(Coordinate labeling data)
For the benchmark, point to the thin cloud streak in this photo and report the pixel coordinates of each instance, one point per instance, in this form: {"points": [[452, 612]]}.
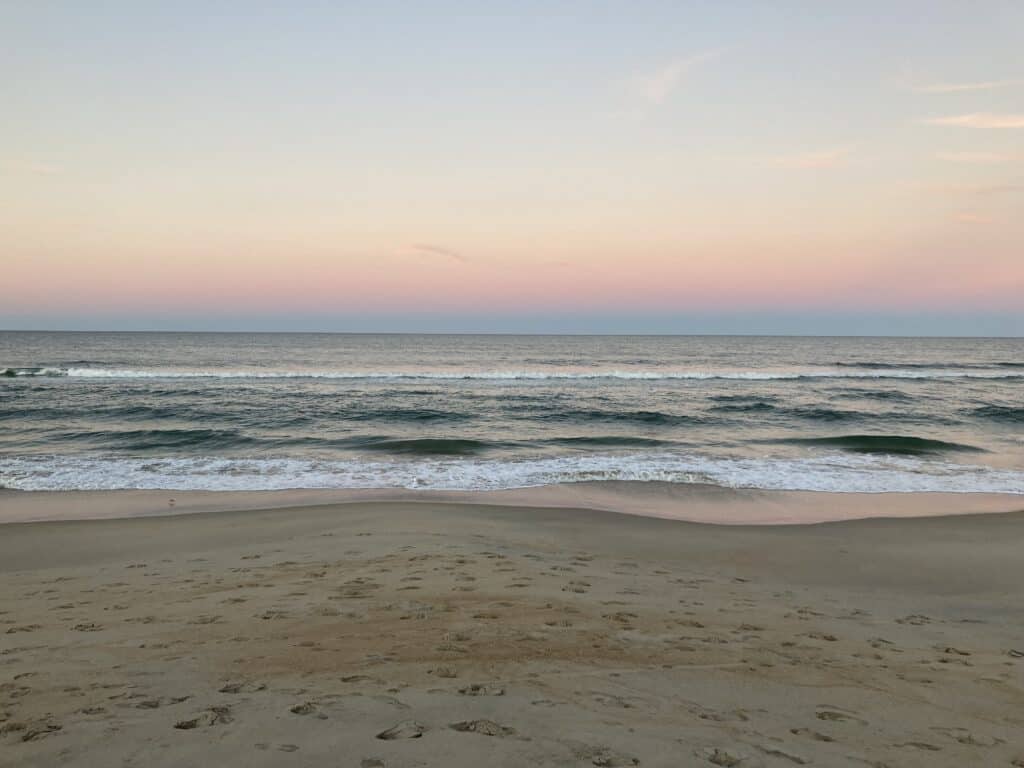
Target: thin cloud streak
{"points": [[980, 120], [656, 87], [820, 159], [421, 249]]}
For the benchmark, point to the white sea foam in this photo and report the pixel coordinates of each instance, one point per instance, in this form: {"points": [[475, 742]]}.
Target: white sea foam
{"points": [[828, 472], [456, 375]]}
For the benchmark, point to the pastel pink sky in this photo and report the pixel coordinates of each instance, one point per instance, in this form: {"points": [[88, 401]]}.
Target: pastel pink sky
{"points": [[335, 162]]}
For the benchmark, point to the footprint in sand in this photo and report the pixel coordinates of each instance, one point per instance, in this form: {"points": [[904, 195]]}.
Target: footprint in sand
{"points": [[213, 716], [404, 729], [483, 727], [604, 757], [837, 716], [478, 689]]}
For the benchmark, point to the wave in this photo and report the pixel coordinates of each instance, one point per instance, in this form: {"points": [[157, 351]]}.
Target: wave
{"points": [[927, 366], [840, 472], [889, 444], [905, 372], [648, 418], [421, 445], [605, 441], [155, 439]]}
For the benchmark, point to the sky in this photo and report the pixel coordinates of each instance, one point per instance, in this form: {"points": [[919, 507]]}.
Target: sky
{"points": [[659, 167]]}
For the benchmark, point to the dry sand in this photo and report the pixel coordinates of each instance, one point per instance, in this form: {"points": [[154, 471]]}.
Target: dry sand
{"points": [[439, 634]]}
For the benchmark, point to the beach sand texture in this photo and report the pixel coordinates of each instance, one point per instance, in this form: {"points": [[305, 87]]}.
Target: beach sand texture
{"points": [[435, 634]]}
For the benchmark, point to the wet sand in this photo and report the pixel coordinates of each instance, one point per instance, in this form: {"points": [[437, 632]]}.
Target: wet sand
{"points": [[394, 633]]}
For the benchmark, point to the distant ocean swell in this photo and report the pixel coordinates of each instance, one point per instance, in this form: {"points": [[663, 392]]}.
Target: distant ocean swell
{"points": [[999, 371], [833, 472]]}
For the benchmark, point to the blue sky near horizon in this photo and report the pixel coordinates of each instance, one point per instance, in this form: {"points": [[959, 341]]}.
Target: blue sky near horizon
{"points": [[571, 166]]}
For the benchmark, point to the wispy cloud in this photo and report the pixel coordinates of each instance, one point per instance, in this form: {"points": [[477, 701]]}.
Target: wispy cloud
{"points": [[818, 159], [987, 85], [421, 249], [656, 87], [978, 158], [979, 189], [980, 120]]}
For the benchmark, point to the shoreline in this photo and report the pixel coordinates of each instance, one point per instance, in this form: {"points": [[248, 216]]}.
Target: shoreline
{"points": [[690, 503]]}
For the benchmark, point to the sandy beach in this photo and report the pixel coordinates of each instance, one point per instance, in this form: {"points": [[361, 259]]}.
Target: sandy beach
{"points": [[393, 633]]}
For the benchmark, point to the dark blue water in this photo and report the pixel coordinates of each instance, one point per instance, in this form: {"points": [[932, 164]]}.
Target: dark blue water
{"points": [[281, 411]]}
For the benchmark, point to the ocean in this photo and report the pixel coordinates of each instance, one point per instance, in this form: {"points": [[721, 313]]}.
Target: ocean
{"points": [[185, 411]]}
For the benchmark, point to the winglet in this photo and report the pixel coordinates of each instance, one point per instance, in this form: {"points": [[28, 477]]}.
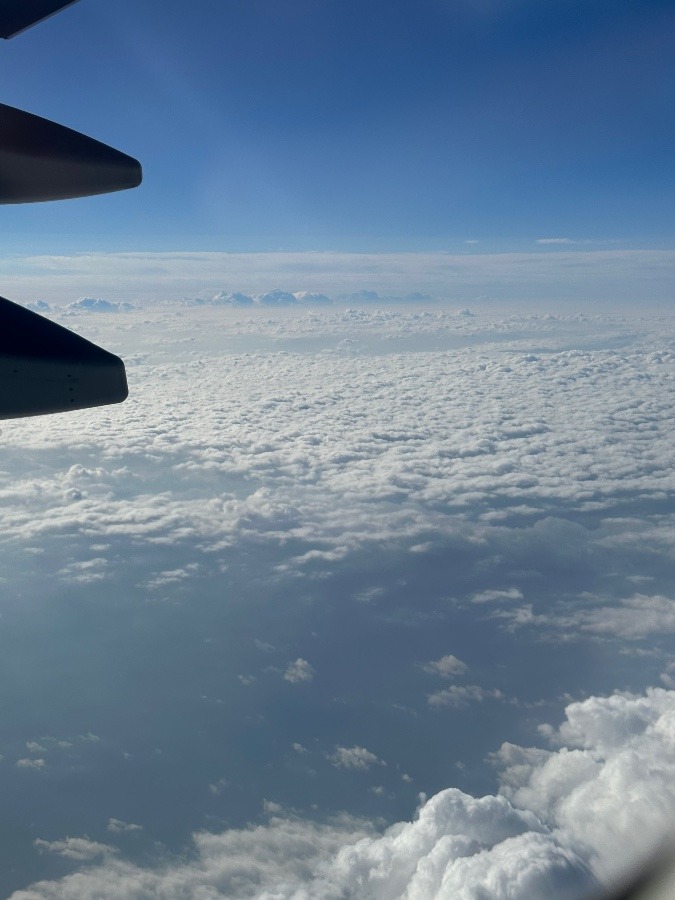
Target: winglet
{"points": [[18, 15], [44, 368]]}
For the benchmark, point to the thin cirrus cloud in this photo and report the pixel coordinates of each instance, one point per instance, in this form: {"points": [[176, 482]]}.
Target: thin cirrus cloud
{"points": [[409, 512], [561, 273]]}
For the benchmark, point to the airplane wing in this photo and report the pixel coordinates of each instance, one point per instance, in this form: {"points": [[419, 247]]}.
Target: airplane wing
{"points": [[17, 15], [45, 368]]}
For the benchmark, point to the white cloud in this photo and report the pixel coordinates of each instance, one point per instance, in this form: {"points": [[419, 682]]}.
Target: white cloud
{"points": [[447, 666], [137, 277], [118, 826], [77, 849], [354, 758], [635, 618], [299, 671], [460, 696], [28, 763], [565, 822]]}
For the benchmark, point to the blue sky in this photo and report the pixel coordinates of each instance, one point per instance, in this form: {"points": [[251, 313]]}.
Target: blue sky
{"points": [[357, 126]]}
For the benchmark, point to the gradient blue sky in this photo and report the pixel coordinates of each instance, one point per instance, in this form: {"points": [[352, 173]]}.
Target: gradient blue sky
{"points": [[357, 125]]}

Aim of the exercise: Using the data above, write out every line exactly, leaving the images behind.

Task answer:
For the benchmark, point to the thin cloud streak in this photo and report the pixel coordinates of each instance, one point per instance, in this form: {"points": [[452, 612]]}.
Target: thin cloud streak
{"points": [[980, 120], [656, 87], [820, 159], [421, 249]]}
For the benchmark, point to the white sea foam in this photo and report the pixel coordinates of each instance, one point per instance, in this form: {"points": [[475, 742]]}.
Target: white sea foam
{"points": [[828, 472], [456, 375]]}
For the benchmark, point to the pastel pink sky in this photo and report the pixel coordinates of each instance, one point per instance, in this form: {"points": [[88, 401]]}.
Target: pastel pink sky
{"points": [[335, 162]]}
For the benchmark, point to the footprint in sand in this photo and report the pixel coordinates of each instance, one point per instance, in this form: {"points": [[904, 195]]}.
Target: footprint in sand
{"points": [[213, 716], [404, 729], [483, 727], [604, 757], [837, 716], [478, 689]]}
For the benchmark, point to the wave in this photo and report the pixel coordinates of each instance, one point per instance, in this form: {"points": [[157, 351]]}.
Target: wave
{"points": [[927, 366], [840, 472], [889, 444], [905, 372], [648, 418], [421, 445], [605, 441], [155, 439]]}
For the benchmark, point to the sky in this photo and report the pixel coordinates of each instance, one point per instance, in this form: {"points": [[919, 507]]}.
Target: sky
{"points": [[659, 167]]}
For the benchmark, point to the dry sand in this photo and report the pixel coordinates of each instance, one point per instance, in this form: {"points": [[154, 471]]}.
Target: dry sand
{"points": [[439, 634]]}
For the benchmark, point to the beach sand texture in this photo and report the pixel coordinates of each instance, one point per instance, in this form: {"points": [[305, 87]]}.
Target: beach sand texture
{"points": [[435, 634]]}
For the benchmark, point to the wet sand in this photo and report the pixel coordinates of each instance, one point per instance, in this form: {"points": [[437, 632]]}.
Target: wet sand
{"points": [[394, 633]]}
For the benchmark, point to the distant ocean swell in this photo and report the pixel coordinates of each instance, one point per instance, in this form: {"points": [[663, 392]]}.
Target: distant ocean swell
{"points": [[999, 371], [833, 472]]}
For the benchmark, point to the blue sky near horizon in this photo and report the pixel coordinates of each instance, one point per instance, in this form: {"points": [[959, 341]]}.
Target: blue sky near horizon
{"points": [[571, 166]]}
For the benchmark, point to the wispy cloud in this photo and report the pixel coordinates of each instance, one point per instance, in this form: {"points": [[477, 701]]}.
Target: wispy cloud
{"points": [[818, 159], [987, 85], [421, 249], [656, 87], [978, 158], [979, 189], [980, 120]]}
For the benchmark, point to the shoreline in this photo and report the pixel coordinates of each instance, one point per instance, in this form: {"points": [[248, 216]]}.
Target: shoreline
{"points": [[690, 503]]}
For the benchmark, point to the sandy beach in this photo and report the pixel coordinates of each instance, one point per instance, in this form: {"points": [[361, 259]]}.
Target: sandy beach
{"points": [[393, 633]]}
For the benchmark, point to the dark blue water in this photo and report the pixel coordinates of each instance, one point per instance, in this form: {"points": [[932, 164]]}.
Target: dark blue water
{"points": [[281, 411]]}
For the benchmark, point to the ocean in this photo and report the pixel coordinates of each instance, one point per instance, in this form: {"points": [[721, 313]]}.
Target: ocean
{"points": [[185, 411]]}
For the benchmark, point to the winglet in this photo and report the pixel coordinates of each instance, one point per instance, in this form: {"points": [[28, 477]]}.
Target: winglet
{"points": [[18, 15], [44, 368]]}
For the benchmark, point to the thin cirrus cloud in this photo and report the pixel coordinates of each instance, one point per instance, in this form: {"points": [[176, 482]]}.
Target: thin cirrus cloud
{"points": [[409, 512], [561, 273]]}
For the benchmark, point to the airplane wing in this photo and report the pixel coordinates of each instance, one point per instance, in this form: {"points": [[419, 247]]}.
Target: airplane wing
{"points": [[17, 15], [45, 368]]}
For the benchmark, point to the white cloud in this photo and report the pixel coordinates of each instance, one point per instance, in this form: {"points": [[419, 682]]}.
Target: white cloud
{"points": [[447, 666], [137, 277], [118, 826], [77, 849], [354, 758], [635, 618], [299, 671], [460, 696], [28, 763], [565, 822]]}
For the benchmark, point to the blue sky in this photo and report the pixel coordinates of each instance, one point per instance, in this form: {"points": [[251, 313]]}.
Target: blue sky
{"points": [[357, 126]]}
For the benchmark, point to the gradient blue sky in this photo and report the pixel coordinates of each instance, one point per instance, in this form: {"points": [[352, 173]]}.
Target: gradient blue sky
{"points": [[357, 125]]}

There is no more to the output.